Я был самым младшим и, лишившись бабушки, должен бы стать самым беззащитным. Но вышло не так: я был мальчик, и у меня оказались ресурсы, которых были лишены сестры. У отца с годами росло пристрастие к рыбной ловле, занятию мирному и спокойному. Я легко поспевал всюду за ним, с банкой первосортных червей, которых сам же в изобилии нарывал, с сачком на случай подхватывания отцом более крупной рыбины, и с «куканом» для добычи. А потом, радуя родительское сердце, научился удить и сам.
Общий быт нашего дома стал стабилизироваться на кое-каком, хотя и неустойчивом компромиссе. Делу сильно помогло то, что отцу подвернулось наследство: двухэтажный деревянный дом. И у нас создалась — как шутливо говорили мы уже более взрослыми — «двухпалатная система». Верхнюю палату образовали отец, мать и ее дети. Нижнюю — мы и часть прислуги, не входившая в кухню. Сходились мы вместе редко, почти что только для обеда, бывшего для нас натянутым и скучным ритуалом. Ужин для «нижней палаты» был введен отдельный, самый неприхотливый и всегда один и тот же — холодная гречневая каша с крынкою молока из погреба (у нас была собственная отличная дойная корова). «Верхняя палата» имела своих гостей: то была так называемая «местная интеллигенция», под которой разумелись — нотариус, адвокат, акцизный, два доктора, исправник, прокурор, а позже еще и земский начальник, чередовавшие заседания за ломберными столами с закуской и «промокательным». Мы ко всему этому относились «оппозиционно», особенно я к земскому начальнику — за то еще, что он женился на гимназистке, в которую я только что собирался было вообразить себя влюбленным — хотя самое это слово было для меня бледной книжной абстракцией.

• • • • • • •

Проверьте себя:
a) Что подавали на ужин «нижней палате», согласно отрывку?
b) Перепишите из отрывка выше всё от «Я был самым» вниз до «удить и сам.», поставив «подсачком» вместо «сачком».

• • • • • • •

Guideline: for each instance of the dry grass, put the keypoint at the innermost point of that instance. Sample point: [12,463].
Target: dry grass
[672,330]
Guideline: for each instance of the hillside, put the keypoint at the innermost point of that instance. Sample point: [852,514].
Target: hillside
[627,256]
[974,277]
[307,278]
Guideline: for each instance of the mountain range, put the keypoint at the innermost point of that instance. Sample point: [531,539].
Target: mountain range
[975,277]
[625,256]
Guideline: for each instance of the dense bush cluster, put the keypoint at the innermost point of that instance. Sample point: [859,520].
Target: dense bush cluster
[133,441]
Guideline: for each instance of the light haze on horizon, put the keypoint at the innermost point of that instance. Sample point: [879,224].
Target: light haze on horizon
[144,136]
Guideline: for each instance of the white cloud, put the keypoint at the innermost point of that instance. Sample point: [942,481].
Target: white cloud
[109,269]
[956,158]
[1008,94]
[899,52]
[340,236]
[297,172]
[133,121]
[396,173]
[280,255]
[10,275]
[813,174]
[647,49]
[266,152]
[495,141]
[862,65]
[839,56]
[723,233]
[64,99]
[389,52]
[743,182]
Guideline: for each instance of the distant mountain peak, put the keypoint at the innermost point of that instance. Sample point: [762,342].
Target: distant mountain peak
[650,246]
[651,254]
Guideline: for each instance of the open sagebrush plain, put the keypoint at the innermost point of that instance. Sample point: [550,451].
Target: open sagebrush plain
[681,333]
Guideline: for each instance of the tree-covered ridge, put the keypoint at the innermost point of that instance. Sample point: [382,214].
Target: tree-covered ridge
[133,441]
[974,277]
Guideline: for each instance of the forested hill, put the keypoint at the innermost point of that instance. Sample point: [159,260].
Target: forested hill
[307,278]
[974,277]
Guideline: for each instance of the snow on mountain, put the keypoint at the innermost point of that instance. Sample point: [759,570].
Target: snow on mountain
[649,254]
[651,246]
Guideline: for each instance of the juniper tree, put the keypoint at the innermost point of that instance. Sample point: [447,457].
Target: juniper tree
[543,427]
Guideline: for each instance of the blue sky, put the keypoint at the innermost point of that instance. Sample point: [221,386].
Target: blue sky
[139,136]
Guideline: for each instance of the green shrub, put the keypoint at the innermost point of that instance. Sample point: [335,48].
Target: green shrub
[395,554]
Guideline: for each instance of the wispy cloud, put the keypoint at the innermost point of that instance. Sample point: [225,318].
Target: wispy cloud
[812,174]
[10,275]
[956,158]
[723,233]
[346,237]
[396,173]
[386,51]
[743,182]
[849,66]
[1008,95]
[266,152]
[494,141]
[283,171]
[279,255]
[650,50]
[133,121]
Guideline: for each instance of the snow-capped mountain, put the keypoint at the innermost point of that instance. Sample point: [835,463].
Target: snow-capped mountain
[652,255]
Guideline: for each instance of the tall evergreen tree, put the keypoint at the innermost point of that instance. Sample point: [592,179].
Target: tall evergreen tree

• • • • • • •

Ответы к заданиям:
a) Холодную гречневую кашу с крынкою молока из погреба.

b)
Я был самым младшим и, лишившись бабушки, должен бы стать самым беззащитным. Но вышло не так: я был мальчик, и у меня оказались ресурсы, которых были лишены сестры. У отца с годами росло пристрастие к рыбной ловле, занятию мирному и спокойному. Я легко поспевал всюду за ним, с банкой первосортных червей, которых сам же в изобилии нарывал, с подсачком на случай подхватывания отцом более крупной рыбины, и с «куканом» для добычи. А потом, радуя родительское сердце, научился удить и сам.